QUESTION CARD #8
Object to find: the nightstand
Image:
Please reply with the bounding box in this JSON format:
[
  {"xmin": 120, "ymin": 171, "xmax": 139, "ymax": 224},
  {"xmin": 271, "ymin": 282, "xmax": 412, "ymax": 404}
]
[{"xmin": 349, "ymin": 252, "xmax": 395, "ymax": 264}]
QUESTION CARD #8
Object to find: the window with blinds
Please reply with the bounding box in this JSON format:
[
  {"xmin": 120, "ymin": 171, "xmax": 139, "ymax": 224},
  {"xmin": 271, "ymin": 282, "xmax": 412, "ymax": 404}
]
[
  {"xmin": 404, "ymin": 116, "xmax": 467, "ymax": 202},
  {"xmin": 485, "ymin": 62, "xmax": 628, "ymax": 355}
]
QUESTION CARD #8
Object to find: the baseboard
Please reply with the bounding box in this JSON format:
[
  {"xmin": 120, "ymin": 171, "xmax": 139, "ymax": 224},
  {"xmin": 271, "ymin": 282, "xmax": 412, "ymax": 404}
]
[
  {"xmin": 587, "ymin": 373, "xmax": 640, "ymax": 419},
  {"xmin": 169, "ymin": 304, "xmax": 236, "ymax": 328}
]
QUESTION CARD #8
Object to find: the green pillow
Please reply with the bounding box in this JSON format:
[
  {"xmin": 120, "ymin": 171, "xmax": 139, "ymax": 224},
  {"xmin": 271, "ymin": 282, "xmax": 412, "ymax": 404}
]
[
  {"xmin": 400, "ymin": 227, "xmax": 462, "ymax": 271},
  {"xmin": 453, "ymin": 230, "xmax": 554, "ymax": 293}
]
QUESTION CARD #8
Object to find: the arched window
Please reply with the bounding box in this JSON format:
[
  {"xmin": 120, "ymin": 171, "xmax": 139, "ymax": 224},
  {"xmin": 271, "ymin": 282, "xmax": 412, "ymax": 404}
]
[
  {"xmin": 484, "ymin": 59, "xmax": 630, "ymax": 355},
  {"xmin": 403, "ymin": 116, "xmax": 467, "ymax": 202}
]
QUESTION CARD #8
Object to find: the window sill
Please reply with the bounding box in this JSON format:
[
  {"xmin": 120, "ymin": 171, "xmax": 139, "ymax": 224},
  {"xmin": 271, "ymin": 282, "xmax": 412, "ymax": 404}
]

> **Work required**
Reproduce the listing above line for line, with no changes to any character.

> **Full answer**
QUESTION CARD #8
Object to find: the nightstand
Image:
Please reply with the bounding box in this JSON format:
[
  {"xmin": 120, "ymin": 171, "xmax": 139, "ymax": 224},
  {"xmin": 271, "ymin": 282, "xmax": 412, "ymax": 404}
]
[{"xmin": 349, "ymin": 252, "xmax": 395, "ymax": 264}]
QUESTION CARD #8
Object to find: the window with blinds
Please reply with the bounding box in this JSON format:
[
  {"xmin": 120, "ymin": 171, "xmax": 139, "ymax": 224},
  {"xmin": 271, "ymin": 282, "xmax": 412, "ymax": 404}
]
[
  {"xmin": 404, "ymin": 116, "xmax": 467, "ymax": 202},
  {"xmin": 485, "ymin": 62, "xmax": 628, "ymax": 355}
]
QUESTION CARD #8
Object to find: the baseboard
Please reply with the bounding box in this JSON format:
[
  {"xmin": 120, "ymin": 171, "xmax": 139, "ymax": 224},
  {"xmin": 271, "ymin": 282, "xmax": 412, "ymax": 404}
]
[
  {"xmin": 587, "ymin": 373, "xmax": 640, "ymax": 419},
  {"xmin": 169, "ymin": 304, "xmax": 236, "ymax": 328}
]
QUESTION CARD #8
Object to find: the green pillow
Please reply with the bounding box in this JSON format:
[
  {"xmin": 120, "ymin": 171, "xmax": 139, "ymax": 224},
  {"xmin": 271, "ymin": 282, "xmax": 412, "ymax": 404}
]
[
  {"xmin": 400, "ymin": 227, "xmax": 462, "ymax": 271},
  {"xmin": 453, "ymin": 230, "xmax": 554, "ymax": 293}
]
QUESTION CARD #8
Object to find: the arched window
Please reply with the bounding box in this JSON format:
[
  {"xmin": 120, "ymin": 171, "xmax": 139, "ymax": 224},
  {"xmin": 271, "ymin": 282, "xmax": 412, "ymax": 404}
]
[
  {"xmin": 484, "ymin": 59, "xmax": 630, "ymax": 355},
  {"xmin": 403, "ymin": 116, "xmax": 467, "ymax": 202}
]
QUESTION CARD #8
Object to find: the window sill
Please reply with the bounding box in this JSON format:
[
  {"xmin": 120, "ymin": 171, "xmax": 139, "ymax": 224},
  {"xmin": 271, "ymin": 282, "xmax": 412, "ymax": 404}
]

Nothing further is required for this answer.